### GIVEN TASK
Give the records below as a two-column CSV with the headers instruction and coordinates, one row for each record. Put each record's text and its answer in their own quoted fields, with line breaks turned into spaces.

### RECORDS FOR THE TASK
--

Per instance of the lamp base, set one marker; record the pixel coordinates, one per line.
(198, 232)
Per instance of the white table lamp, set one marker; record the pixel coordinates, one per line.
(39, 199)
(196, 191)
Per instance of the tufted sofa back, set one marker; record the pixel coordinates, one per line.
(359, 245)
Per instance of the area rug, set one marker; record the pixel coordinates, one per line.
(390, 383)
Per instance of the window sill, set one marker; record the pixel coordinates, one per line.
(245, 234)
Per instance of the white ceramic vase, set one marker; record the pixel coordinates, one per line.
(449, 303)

--

### OUTPUT FOR THIS EXERCISE
instruction,coordinates
"Per instance of the lamp base, set one marker; record the pixel coordinates, one per line.","(198, 232)"
"Per instance of the white table lamp, set one marker; record the pixel coordinates, one per line.","(39, 199) (196, 191)"
"Per instance of the tufted sofa back, set one marker; record the pixel coordinates, one per line.","(359, 245)"
"Per instance of the area rug, set one marker; record the pixel coordinates, one per line.","(390, 383)"
"Per instance of the window sill, set one marker; record the pixel coordinates, one per line.","(245, 234)"
"Per instance of the white ceramic vase, set one marker; record the pixel coordinates, one per line.","(449, 303)"